BLOC DE TEXTE:
Ce qui est nettement moins marginal, par contre, c’est la véritable explosion de la part de 50 ans et plus dans les consommateurs de SVOD, qui a plus que doublé avec le confinement. Pendant ce temps, les autres tranches d’âge sont restées relativement stables, si ce n’est les 15-24 ans, qui ont quasiment laissé leur place aux aînés, pour un autre type de consommations de vidéos : TikTok, Twitch et Youtube.
Bref, la “perte d’habitude” des seniors semble être imputable, dans les faits, à un changement d’habitude de consommation. Vers la VOD. Tout comme les 15-34.
Le problème de cette situation, pour le cinéma dans son ensemble, est triple :
- La consommation en SVOD concerne pour à peine 20% les films, et pour 80% des séries
- Les 15-24 et les 60+ forment le gros d’un groupe distinct, les inactifs, qui comptent pour 50% de la fréquentation en salles. Et ce taux est en baisse. Or, c’est dans ces catégories qu’on compte le plus de spectateurs assidus.
- La source première de promotion des films reste, malgré tout, la salle de cinéma elle-même. La projection de bande-annonces avant les films. Ce qui entraîne un cercle vicieux.

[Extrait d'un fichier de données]
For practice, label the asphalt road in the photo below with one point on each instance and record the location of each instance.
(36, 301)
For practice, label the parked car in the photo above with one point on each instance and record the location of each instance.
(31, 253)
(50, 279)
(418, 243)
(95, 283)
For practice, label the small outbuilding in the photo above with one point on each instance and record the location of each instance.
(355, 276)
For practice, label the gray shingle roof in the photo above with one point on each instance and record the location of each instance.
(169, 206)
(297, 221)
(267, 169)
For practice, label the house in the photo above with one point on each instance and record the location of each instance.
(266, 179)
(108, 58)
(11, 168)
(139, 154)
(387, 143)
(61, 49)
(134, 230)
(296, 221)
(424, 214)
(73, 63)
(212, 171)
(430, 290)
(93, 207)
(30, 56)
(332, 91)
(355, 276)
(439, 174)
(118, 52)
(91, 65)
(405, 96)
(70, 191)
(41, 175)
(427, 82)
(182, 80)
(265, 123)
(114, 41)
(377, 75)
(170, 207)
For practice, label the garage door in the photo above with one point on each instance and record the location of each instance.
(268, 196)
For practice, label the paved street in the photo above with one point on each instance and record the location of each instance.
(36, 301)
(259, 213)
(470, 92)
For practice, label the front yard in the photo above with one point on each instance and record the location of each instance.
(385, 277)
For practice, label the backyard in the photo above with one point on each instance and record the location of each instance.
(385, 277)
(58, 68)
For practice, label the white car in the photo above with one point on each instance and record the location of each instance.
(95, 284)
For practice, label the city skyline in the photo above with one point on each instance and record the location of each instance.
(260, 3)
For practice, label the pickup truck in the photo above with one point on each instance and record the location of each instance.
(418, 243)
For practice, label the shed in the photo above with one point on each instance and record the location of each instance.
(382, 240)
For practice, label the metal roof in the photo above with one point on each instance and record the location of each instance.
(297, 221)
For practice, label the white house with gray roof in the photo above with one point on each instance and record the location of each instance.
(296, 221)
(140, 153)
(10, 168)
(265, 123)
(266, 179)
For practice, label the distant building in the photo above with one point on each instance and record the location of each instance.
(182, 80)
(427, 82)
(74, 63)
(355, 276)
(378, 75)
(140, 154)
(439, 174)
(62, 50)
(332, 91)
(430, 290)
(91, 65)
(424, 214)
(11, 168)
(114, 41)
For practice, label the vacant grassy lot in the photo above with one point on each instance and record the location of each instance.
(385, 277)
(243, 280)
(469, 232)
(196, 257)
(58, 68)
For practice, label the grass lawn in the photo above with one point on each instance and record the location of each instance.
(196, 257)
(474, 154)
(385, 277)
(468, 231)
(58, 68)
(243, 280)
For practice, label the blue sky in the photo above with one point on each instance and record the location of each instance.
* * *
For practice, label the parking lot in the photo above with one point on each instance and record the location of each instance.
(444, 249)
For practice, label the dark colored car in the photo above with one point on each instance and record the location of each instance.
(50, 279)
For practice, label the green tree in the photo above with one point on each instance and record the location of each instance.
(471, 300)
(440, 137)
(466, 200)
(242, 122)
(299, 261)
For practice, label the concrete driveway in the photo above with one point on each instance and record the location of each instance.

BUT DE L'EXERCICE:
Reprends le texte sur la SVOD et la fréquentation des salles de cinéma juste après sa dernière phrase.

LE RÉSULTAT:
La fin du bouche-à-oreille ?
Pour avoir une idée chiffrée de ce dernier point, il faut aller voir une autre étude du CNC, datée de septembre 2022, sur les pratiques cinématographiques des Français. Il s’agit là d’une étude annuelle, menée aussi auprès d’un peu plus d’un millier de Français.
Cette étude est une vraie mine d’informations, mais on va s’en tenir ici à quelques données saillantes, qui vont nous permettre de savoir ce qui incite les spectateurs des salles à y aller.
Commençons par les sources de promotion, donc. Là aussi, les choses changent vite.
Ce qui est considéré comme les méthodes historiques de promotion gratuites - le bouche-à-oreille et les médias en général (critique et promotion confondus) - s’effondrent. Le bouche-à-oreille n’est plus cité comme source d’influence que par 20% des personnes, contre 35 en 2018. Les critiques passent sous la barre des 20% à 17,8.
Reste un peloton de sources d’informations sur les films où domine de la tête et des épaules la bande-annonce vue au cinéma, citée par 53% des répondants. Derrière se tiennent au coude-à-coude la télévision, en perte de vitesse avec 34% des répondants et internet, qui lui continue sa progression avec 33,4% des répondants. Enfin, clôturant la liste, mais en augmentation elle aussi, l’affiche du film est citée par 28,7% des interrogés.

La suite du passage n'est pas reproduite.